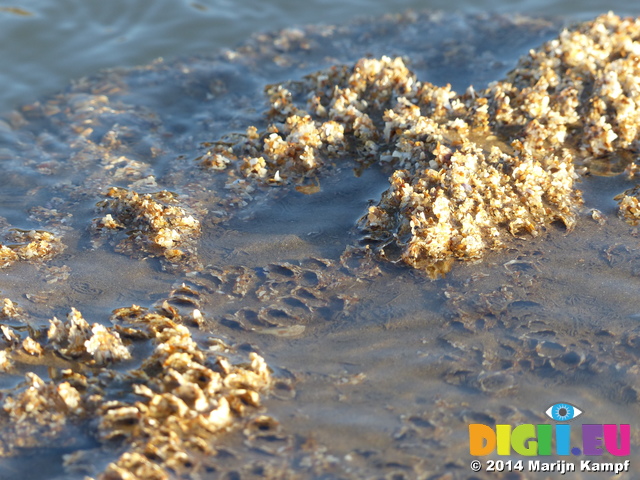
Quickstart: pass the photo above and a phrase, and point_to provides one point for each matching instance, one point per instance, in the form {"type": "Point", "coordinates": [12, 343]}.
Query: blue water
{"type": "Point", "coordinates": [47, 43]}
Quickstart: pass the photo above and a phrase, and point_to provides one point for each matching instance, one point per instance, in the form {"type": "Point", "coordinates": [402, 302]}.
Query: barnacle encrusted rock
{"type": "Point", "coordinates": [629, 205]}
{"type": "Point", "coordinates": [470, 170]}
{"type": "Point", "coordinates": [186, 394]}
{"type": "Point", "coordinates": [156, 225]}
{"type": "Point", "coordinates": [29, 245]}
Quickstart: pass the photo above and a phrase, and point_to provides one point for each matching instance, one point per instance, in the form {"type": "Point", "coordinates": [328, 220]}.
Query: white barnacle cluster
{"type": "Point", "coordinates": [469, 170]}
{"type": "Point", "coordinates": [157, 225]}
{"type": "Point", "coordinates": [95, 344]}
{"type": "Point", "coordinates": [29, 245]}
{"type": "Point", "coordinates": [186, 395]}
{"type": "Point", "coordinates": [629, 205]}
{"type": "Point", "coordinates": [187, 398]}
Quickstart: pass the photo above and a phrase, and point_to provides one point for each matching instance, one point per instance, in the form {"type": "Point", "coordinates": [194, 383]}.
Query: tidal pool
{"type": "Point", "coordinates": [376, 370]}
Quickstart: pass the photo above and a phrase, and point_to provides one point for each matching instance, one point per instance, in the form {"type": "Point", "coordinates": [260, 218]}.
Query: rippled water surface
{"type": "Point", "coordinates": [380, 374]}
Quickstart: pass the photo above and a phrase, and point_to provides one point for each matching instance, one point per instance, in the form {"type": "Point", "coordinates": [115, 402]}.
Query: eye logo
{"type": "Point", "coordinates": [563, 412]}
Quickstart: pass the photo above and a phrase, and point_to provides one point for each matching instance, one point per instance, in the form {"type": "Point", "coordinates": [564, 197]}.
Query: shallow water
{"type": "Point", "coordinates": [388, 385]}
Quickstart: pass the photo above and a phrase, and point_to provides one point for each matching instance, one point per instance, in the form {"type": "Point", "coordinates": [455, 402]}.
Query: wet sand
{"type": "Point", "coordinates": [390, 366]}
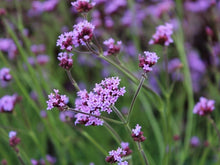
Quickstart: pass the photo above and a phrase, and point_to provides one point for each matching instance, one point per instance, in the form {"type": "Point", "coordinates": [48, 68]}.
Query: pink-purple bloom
{"type": "Point", "coordinates": [57, 100]}
{"type": "Point", "coordinates": [82, 33]}
{"type": "Point", "coordinates": [112, 47]}
{"type": "Point", "coordinates": [65, 41]}
{"type": "Point", "coordinates": [137, 134]}
{"type": "Point", "coordinates": [5, 75]}
{"type": "Point", "coordinates": [204, 106]}
{"type": "Point", "coordinates": [163, 35]}
{"type": "Point", "coordinates": [66, 60]}
{"type": "Point", "coordinates": [147, 60]}
{"type": "Point", "coordinates": [83, 5]}
{"type": "Point", "coordinates": [7, 103]}
{"type": "Point", "coordinates": [104, 95]}
{"type": "Point", "coordinates": [116, 156]}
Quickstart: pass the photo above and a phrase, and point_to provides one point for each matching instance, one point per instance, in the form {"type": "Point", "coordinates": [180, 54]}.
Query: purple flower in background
☆ ☆ ☆ ☆ ☆
### Problem statement
Copy all the data exactly as written, but skip any picture.

### Written response
Quickstart: pass the photo above and a phrase, and point_to provides one point for each matching instance, one point per instance, in the form {"type": "Point", "coordinates": [12, 343]}.
Query: blue water
{"type": "Point", "coordinates": [47, 43]}
Quickstart: pass the photo above and a phrase, and point_to provides one point for each matching instance, one point per instance, in the form {"type": "Point", "coordinates": [402, 302]}.
Query: barnacle encrusted rock
{"type": "Point", "coordinates": [629, 205]}
{"type": "Point", "coordinates": [470, 170]}
{"type": "Point", "coordinates": [186, 394]}
{"type": "Point", "coordinates": [156, 225]}
{"type": "Point", "coordinates": [29, 245]}
Quickstart: pass the photo above and a phrase, and point_to provides one point for each matching instance, one point per instance, in the form {"type": "Point", "coordinates": [328, 220]}.
Query: white barnacle cluster
{"type": "Point", "coordinates": [469, 170]}
{"type": "Point", "coordinates": [157, 225]}
{"type": "Point", "coordinates": [95, 344]}
{"type": "Point", "coordinates": [29, 245]}
{"type": "Point", "coordinates": [186, 395]}
{"type": "Point", "coordinates": [629, 205]}
{"type": "Point", "coordinates": [187, 398]}
Quickstart: pass the photo above and a phrase, and point_to provides one point for each matching instance, one point per instance, in the form {"type": "Point", "coordinates": [194, 383]}.
Query: tidal pool
{"type": "Point", "coordinates": [376, 370]}
Quickstart: pass the photo above and a phrase, and point_to provides one point for each matching instance, one point per instance, in the form {"type": "Point", "coordinates": [260, 218]}.
Query: rippled water surface
{"type": "Point", "coordinates": [380, 374]}
Quickstart: pass the photo above and a phrase, and point_to provides one point for each matching instance, one point per instance, in the form {"type": "Point", "coordinates": [115, 402]}.
Query: eye logo
{"type": "Point", "coordinates": [563, 412]}
Quickstart: pass the photo above and a phrase, and point_to provides one point for each matching instance, one point per instance, in the form {"type": "Point", "coordinates": [564, 197]}.
Query: shallow water
{"type": "Point", "coordinates": [388, 385]}
Quickstart: pass the photo above and a phrase, and point_to provides one point for each matching instance, one point per instance, in the form {"type": "Point", "coordinates": [455, 402]}.
Query: wet sand
{"type": "Point", "coordinates": [390, 366]}
Quickstart: pass the photo above and a phrase, and point_to provides one point for each matching instance, one point per instance, in the form {"type": "Point", "coordinates": [48, 68]}.
Query: pink-purple bloom
{"type": "Point", "coordinates": [57, 100]}
{"type": "Point", "coordinates": [82, 33]}
{"type": "Point", "coordinates": [112, 47]}
{"type": "Point", "coordinates": [65, 41]}
{"type": "Point", "coordinates": [137, 134]}
{"type": "Point", "coordinates": [5, 75]}
{"type": "Point", "coordinates": [204, 106]}
{"type": "Point", "coordinates": [163, 35]}
{"type": "Point", "coordinates": [66, 60]}
{"type": "Point", "coordinates": [147, 60]}
{"type": "Point", "coordinates": [83, 5]}
{"type": "Point", "coordinates": [7, 103]}
{"type": "Point", "coordinates": [104, 95]}
{"type": "Point", "coordinates": [116, 156]}
Quickstart: pass the photo above and a phrase, and point_to provides one point for each matching instance, one point per instance, in the form {"type": "Point", "coordinates": [180, 54]}.
Query: purple flower in background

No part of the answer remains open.